- Trecho do texto -
++++
Em dezembro de 2023, uma notícia chacoalhou as casas reais da Europa: depois de 52 anos de reinado, a rainha Margarida II, da Dinamarca, abdicou ao trono. Devido à idade já avançada, a soberana passou o poder para seu filho, o agora rei Frederico X. Desde 2022, com o falecimento da rainha Elizabeth II, Margarida era a única mulher no comando de uma monarquia europeia.

No entanto, indo para além do fato de hoje só ter homens reinando no Velho Mundo ­­— o futuro será cheio de rainhas, e não apenas consortes, uma vez que muitas jovens princesas esperam sua vez de subir ao poder —, esta trama com contornos shakespearianos lembrou este colunista de outro rei desta pacata nação nórdica: afinal, estamos falando do Reino da Dinamarca.
++++
- Listagem fornecida -
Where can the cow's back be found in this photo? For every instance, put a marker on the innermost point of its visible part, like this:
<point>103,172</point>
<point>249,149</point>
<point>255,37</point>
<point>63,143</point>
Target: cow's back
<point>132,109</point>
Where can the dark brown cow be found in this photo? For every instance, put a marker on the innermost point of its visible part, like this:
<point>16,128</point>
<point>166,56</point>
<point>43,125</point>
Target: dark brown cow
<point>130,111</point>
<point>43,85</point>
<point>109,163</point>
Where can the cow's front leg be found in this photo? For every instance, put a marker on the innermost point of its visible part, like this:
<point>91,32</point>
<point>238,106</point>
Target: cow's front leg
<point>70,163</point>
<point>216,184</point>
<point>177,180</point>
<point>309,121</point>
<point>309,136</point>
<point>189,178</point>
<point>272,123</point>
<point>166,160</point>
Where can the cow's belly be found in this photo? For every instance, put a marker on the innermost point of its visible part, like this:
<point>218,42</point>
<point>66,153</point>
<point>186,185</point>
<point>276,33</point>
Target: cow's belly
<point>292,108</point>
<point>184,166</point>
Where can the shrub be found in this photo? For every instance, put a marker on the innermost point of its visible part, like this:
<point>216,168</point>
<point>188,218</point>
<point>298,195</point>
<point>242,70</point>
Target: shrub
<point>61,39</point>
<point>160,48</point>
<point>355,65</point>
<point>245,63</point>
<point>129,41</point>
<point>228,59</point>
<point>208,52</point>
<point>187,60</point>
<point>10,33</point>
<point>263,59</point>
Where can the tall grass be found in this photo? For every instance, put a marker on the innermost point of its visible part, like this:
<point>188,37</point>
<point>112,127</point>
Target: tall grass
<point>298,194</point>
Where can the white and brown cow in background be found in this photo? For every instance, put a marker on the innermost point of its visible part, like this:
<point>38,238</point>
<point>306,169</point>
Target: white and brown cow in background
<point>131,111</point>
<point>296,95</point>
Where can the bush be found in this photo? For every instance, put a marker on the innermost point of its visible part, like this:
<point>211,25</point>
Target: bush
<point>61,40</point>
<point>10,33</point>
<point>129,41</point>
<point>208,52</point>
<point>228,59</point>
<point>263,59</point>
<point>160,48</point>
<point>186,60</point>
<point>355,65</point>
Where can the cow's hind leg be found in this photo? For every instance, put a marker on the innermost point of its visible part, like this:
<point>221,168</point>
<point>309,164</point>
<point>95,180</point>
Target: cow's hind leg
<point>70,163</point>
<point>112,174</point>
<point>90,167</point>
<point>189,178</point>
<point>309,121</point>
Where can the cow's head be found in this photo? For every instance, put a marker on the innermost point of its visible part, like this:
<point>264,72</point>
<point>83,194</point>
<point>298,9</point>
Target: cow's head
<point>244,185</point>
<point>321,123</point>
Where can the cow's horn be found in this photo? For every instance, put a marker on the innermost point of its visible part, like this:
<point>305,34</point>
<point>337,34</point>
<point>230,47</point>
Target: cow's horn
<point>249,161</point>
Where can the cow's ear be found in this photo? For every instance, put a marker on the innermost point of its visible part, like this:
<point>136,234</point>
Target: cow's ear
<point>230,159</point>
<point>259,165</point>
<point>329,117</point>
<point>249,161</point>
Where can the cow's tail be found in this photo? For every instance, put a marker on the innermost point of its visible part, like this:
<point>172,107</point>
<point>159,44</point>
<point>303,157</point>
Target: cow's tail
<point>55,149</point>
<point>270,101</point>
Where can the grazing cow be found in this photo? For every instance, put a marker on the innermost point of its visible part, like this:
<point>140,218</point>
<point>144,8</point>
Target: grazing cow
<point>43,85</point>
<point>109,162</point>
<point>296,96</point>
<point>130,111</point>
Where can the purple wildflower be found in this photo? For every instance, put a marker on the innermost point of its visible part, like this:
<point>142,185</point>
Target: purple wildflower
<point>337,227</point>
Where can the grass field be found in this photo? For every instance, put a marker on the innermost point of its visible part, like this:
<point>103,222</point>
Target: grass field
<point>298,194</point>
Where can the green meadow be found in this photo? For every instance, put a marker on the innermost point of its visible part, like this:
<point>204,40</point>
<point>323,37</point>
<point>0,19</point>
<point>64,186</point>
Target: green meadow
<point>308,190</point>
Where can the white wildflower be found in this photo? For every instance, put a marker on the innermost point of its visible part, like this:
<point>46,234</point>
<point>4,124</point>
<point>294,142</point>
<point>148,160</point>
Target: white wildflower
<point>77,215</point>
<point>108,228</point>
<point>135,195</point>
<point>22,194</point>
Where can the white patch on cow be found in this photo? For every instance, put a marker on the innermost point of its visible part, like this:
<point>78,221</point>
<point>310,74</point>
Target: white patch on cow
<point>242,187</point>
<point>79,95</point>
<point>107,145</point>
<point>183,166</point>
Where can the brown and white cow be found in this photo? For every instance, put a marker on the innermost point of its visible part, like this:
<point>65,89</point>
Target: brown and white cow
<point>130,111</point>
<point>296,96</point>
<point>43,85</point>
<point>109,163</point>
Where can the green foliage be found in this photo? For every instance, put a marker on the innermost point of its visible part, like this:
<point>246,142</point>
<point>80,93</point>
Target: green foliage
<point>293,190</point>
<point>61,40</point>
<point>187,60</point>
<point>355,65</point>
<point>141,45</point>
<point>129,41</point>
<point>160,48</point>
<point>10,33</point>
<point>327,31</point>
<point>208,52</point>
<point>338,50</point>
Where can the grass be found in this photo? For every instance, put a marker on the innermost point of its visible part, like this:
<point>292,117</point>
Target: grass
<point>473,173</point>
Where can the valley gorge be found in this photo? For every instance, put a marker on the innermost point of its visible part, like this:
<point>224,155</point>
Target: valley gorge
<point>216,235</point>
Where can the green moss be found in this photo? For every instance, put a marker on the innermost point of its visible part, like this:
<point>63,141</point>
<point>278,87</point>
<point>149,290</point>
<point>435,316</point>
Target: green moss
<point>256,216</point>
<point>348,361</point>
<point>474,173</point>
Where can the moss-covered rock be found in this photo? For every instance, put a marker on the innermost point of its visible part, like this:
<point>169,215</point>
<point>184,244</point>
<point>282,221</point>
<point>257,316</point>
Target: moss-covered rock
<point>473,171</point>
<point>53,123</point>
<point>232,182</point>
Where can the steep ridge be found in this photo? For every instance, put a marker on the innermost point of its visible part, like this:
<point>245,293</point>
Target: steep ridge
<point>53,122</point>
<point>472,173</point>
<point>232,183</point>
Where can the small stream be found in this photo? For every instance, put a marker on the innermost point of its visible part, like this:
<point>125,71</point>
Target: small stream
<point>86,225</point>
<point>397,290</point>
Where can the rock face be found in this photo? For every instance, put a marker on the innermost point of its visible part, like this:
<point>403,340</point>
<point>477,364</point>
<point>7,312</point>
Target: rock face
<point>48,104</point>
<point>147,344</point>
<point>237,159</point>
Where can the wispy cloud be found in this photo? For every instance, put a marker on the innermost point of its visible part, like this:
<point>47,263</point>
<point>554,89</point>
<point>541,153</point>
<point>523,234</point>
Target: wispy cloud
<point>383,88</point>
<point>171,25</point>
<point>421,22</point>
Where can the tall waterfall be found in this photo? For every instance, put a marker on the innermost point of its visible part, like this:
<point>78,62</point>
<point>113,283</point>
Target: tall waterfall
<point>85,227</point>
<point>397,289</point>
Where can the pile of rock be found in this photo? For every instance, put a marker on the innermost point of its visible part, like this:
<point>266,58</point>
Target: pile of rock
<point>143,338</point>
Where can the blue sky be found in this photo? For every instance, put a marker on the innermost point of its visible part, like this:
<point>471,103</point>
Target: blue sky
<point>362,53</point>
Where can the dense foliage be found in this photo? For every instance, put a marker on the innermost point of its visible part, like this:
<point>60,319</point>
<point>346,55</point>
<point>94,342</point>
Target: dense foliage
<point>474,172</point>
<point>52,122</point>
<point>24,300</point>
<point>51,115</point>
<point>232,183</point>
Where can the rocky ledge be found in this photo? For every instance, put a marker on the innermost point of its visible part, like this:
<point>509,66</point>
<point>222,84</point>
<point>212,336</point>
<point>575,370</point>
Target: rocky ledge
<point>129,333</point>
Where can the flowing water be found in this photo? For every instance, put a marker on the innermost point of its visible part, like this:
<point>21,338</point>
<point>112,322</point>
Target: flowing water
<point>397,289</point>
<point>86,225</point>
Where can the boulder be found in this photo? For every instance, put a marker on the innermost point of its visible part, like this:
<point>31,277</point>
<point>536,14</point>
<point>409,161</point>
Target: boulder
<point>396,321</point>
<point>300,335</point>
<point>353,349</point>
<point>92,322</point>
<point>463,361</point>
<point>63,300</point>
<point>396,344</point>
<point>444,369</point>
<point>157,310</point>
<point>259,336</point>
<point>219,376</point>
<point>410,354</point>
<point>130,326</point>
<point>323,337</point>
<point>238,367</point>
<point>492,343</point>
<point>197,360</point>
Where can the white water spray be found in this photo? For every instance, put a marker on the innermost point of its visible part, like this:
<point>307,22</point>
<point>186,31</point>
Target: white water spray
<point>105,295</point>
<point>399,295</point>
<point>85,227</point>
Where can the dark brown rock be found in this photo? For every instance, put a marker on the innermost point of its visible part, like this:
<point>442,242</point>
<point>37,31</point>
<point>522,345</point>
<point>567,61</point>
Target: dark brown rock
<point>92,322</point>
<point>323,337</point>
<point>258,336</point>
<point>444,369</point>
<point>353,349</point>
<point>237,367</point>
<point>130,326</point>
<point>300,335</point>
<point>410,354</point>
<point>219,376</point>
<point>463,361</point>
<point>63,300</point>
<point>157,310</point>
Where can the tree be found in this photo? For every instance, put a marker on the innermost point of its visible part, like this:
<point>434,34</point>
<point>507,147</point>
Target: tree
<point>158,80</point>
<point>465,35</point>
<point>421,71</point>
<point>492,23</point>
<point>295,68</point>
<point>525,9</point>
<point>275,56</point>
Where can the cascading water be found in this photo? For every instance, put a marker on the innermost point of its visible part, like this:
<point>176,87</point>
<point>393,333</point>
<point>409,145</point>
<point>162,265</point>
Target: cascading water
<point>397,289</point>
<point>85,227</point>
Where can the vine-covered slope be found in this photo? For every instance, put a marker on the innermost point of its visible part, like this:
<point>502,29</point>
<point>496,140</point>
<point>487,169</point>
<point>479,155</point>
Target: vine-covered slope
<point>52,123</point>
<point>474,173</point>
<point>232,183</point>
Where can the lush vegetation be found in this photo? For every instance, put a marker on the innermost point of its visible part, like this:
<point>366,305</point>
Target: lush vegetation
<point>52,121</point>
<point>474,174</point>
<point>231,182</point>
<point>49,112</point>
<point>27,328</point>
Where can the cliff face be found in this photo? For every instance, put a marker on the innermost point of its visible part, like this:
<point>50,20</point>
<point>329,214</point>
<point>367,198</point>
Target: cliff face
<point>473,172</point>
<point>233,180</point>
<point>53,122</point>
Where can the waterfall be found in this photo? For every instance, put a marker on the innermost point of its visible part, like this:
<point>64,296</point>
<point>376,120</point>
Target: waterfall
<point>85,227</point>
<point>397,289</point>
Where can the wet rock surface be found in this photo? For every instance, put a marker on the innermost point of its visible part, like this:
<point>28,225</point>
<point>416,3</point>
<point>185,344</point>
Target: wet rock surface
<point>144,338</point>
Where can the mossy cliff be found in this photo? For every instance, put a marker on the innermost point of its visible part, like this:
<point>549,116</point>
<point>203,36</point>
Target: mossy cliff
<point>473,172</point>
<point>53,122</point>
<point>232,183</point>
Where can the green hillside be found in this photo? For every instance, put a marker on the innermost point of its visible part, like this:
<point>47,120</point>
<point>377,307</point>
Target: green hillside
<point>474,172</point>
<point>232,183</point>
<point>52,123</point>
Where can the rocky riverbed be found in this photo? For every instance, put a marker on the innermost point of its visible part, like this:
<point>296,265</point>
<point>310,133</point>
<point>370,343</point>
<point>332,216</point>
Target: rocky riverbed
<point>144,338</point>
++++
- Requisitos das tarefas -
(A) Extraia, sem nenhuma alteração, o trecho sobre a abdicação de Margarida II desde "Em dezembro de" até "Reino da Dinamarca.".
(B) Dê continuidade ao trecho sobre a abdicação de Margarida II, começando logo após a última frase dele.

- Respostas escritas -
(A)
Em dezembro de 2023, uma notícia chacoalhou as casas reais da Europa: depois de 52 anos de reinado, a rainha Margarida II, da Dinamarca, abdicou ao trono. Devido à idade já avançada, a soberana passou o poder para seu filho, o agora rei Frederico X. Desde 2022, com o falecimento da rainha Elizabeth II, Margarida era a única mulher no comando de uma monarquia europeia.

No entanto, indo para além do fato de hoje só ter homens reinando no Velho Mundo ­­— o futuro será cheio de rainhas, e não apenas consortes, uma vez que muitas jovens princesas esperam sua vez de subir ao poder —, esta trama com contornos shakespearianos lembrou este colunista de outro rei desta pacata nação nórdica: afinal, estamos falando do Reino da Dinamarca.

(B)
Para aqueles que pensam que não teremos guerra neste artigo, ledo engano: o “rei” a que se refere acima é da Dinamarca, mas não o atual, e sim seu bisavô, Cristiano X; o “cavalo” era Jubilee, com o qual passeava todos os dias pela Copenhagen ocupada pelos nazistas; e Adolf é ninguém menos que Adolf Hitler, o ditador alemão desafiado pelo rei e seu cavalo. Tudo começa com a invasão alemã da Dinamarca, ocorrida na madrugada de 9 de abril de 1940.

O rei Cristiano X, da Dinamarca - Wikimedia Commons, sob licença Creative Commons

Os dinamarqueses foram pegos de surpresa pela ferocidade da Blitzkrieg, a “Guerra Relâmpago” alemã, e em apenas seis horas o governo decidiu capitular. Ao contrário da vizinha Noruega, o fato de fazer fronteira com a Alemanha e a ausência de barreiras naturais no país, impedia uma defesa mais detalhada do território.

Quando uma nação capitulava perante o Terceiro Reich, restava sempre a pergunta: como será a ocupação?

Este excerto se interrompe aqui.